• WHAT TO PRODUCE
Can you format every line of the entries below as a Markdown table with two columns, Row for the row number and Line for the line itself, leaving out any blank lines? Leave the pictures out of your answer.

• EXERCISE MATERIALS
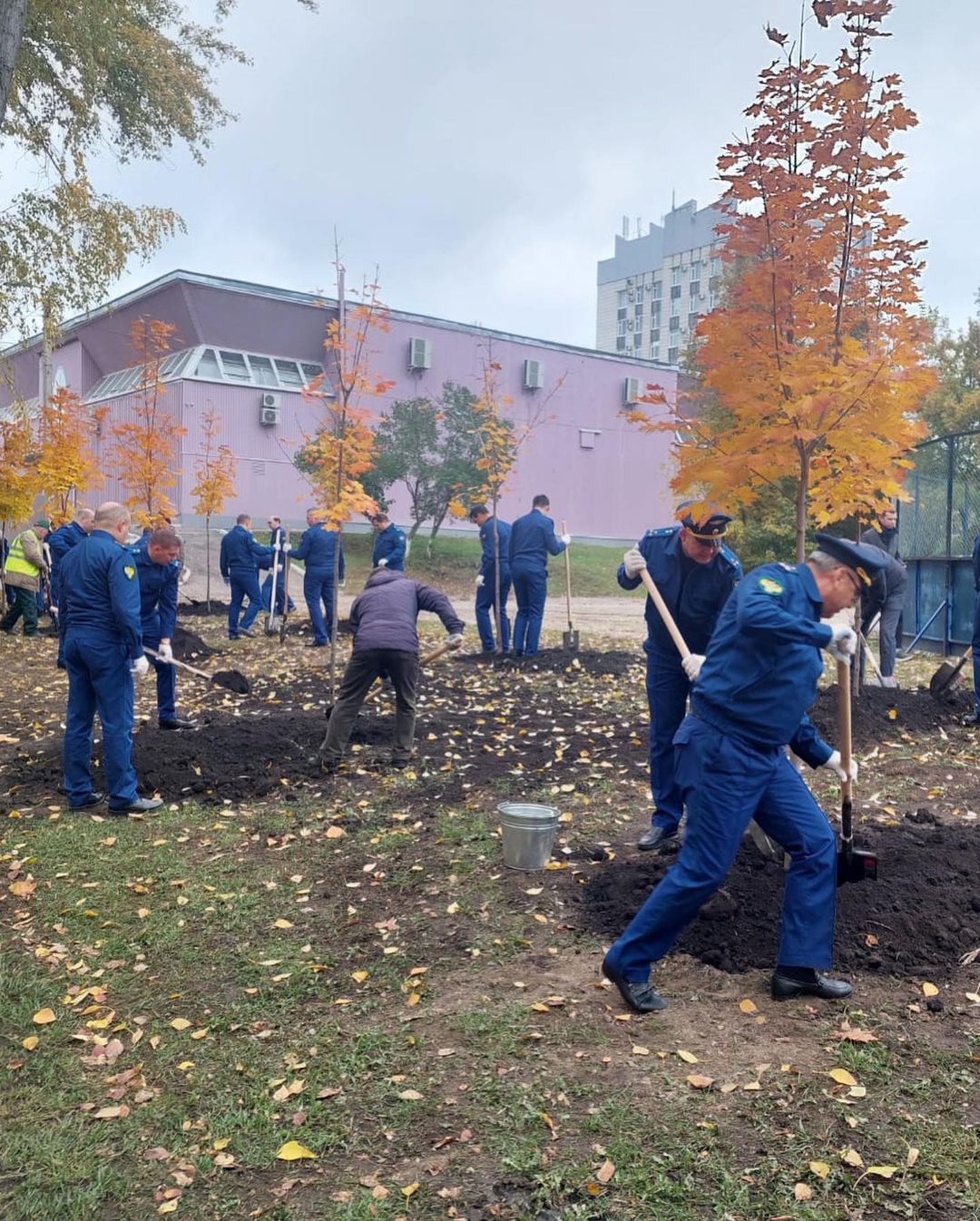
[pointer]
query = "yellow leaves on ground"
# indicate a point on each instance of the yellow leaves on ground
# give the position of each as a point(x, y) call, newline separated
point(293, 1151)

• SOLUTION FOR THIS PROBLEM
| Row | Line |
|---|---|
| 1 | [pointer] |
| 2 | query = "yellow leaves on ground" |
| 3 | # indicate a point on each instance of the yellow leaves on ground |
| 4 | # give the position of each as a point(x, y) call, newline separated |
| 5 | point(293, 1151) |